Top of Source extract

Investor in NAMA battle insists his loans are sound
Property investor Paddy McKillen, who owes €2.1bn (£1.8bn) to Irish banks, has revealed that he is in breach of some of his loan agreements.
But the Belfast-born tycoon has insisted in a landmark legal action against the Republic’s ‘toxic bank’ — the National Assets Management Agency — that he is not an impaired borrower and that his loans are fully performing and meeting all interest payments.
Yesterday a specially convened three-judge divisional court, led by High Court president Mr Justice Nicholas Kearns, sat in Dublin.
It was told that there is no basis for NAMA's view that the total exposure of Mr McKillen and his companies through loans from the five participating institutions in NAMA represents a “systemic risk” to the Republic’s banking system justifying the loans' acquisition.
The judges heard that Mr McKillen's income generated by 62 properties, valued at between €1.7bn (£1.5bn) and €2.28bn (£2bn), was some 1.7 times the interest payable on the borrowings, which his legal team claimed was an “excellent performance” in the current climate. Senior Counsel Michael Cush, for Mr McKillen, said that while there may be some breaches of bank covenants and some loans had expired, this did not mean that loan repayments were under threat.
NAMA disputes Mr McKillen's claim that none of his loans are impaired.
Mr McKillen, on the first day of a two-week action, has claimed that NAMA's decision to acquire €211m (£183m) loaned by Bank of Ireland (BoI) to him involved a “total” invalidation of his rights.

Bottom of Source extract
Top of Record set

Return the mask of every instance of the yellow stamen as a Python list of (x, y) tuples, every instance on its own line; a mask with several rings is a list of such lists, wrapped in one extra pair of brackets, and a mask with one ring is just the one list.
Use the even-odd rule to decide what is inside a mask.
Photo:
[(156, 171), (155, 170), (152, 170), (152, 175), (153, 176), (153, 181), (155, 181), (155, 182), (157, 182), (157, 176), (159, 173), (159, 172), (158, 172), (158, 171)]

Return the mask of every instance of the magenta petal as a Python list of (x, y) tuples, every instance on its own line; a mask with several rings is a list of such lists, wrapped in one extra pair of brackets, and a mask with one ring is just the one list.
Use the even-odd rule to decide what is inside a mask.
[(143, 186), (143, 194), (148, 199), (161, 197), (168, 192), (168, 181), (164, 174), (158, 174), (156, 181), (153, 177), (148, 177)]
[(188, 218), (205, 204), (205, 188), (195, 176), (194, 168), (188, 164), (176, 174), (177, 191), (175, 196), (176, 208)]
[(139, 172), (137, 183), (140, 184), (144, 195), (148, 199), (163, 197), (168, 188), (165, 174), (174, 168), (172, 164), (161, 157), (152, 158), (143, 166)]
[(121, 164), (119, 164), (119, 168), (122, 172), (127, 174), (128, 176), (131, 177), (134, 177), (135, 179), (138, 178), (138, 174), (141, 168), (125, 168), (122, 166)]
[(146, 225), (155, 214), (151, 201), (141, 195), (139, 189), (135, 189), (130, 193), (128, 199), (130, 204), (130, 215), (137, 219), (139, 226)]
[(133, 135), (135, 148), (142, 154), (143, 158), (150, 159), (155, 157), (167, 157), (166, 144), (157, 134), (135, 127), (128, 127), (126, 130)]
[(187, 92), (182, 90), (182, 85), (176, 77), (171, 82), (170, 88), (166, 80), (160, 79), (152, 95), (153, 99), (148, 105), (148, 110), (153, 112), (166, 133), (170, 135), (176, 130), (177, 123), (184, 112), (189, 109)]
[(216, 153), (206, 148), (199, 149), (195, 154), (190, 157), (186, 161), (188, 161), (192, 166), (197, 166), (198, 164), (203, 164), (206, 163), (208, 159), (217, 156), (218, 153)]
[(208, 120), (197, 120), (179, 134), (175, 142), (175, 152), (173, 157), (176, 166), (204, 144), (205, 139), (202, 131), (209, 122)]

Bottom of Record set

__Task item 1__: According to the news report on Paddy McKillen's case against NAMA, how much does he owe to Irish banks?
__Task item 2__: In the news report on Paddy McKillen's case against NAMA, what basis did his legal team give for calling his loans' performance "excellent"?
__Task item 3__: Continue the news report on Paddy McKillen's case against NAMA from its last paragraph.

__Your response 1__: €2.1bn (£1.8bn).

__Your response 2__: The income from his 62 properties was about 1.7 times the interest payable on his borrowings. His legal team called this an "excellent performance" in the current climate.

__Your response 3__:
With 15 of his companies, Mr McKillen has brought judicial review proceedings claiming the BoI loans' acquisition is unjustified, unfair, and breaches his constitutional rights to property and fair procedures.
He also claims it breaches the February 2010 European Commission Decision approving the establishment of NAMA on the grounds that decision relates to acquisition of loans from “impaired” borrowers.
He also argues the link with NAMA means serious adverse effects for him personally and his business interests.
NAMA, which plans to acquire some €73bn (£63bn) in loans by February 2011 from 800 borrowers, denies the claims, argues it is entitled to acquire both performing and non-performing loans, and disputes Mr McKillen's claims none of his loans are impaired.
Opening the case, Michael Cush SC said most of Mr McKillen’s 62 properties are located in the UK, France and the US with some 26% in Ireland and loans secured on them totalled some €2.1bn (£1.8m), with all loan repayments being met.
The assets were generating €150m (£130m) per annum and some 96% were let, mainly on 25- year leases, the lawyer said.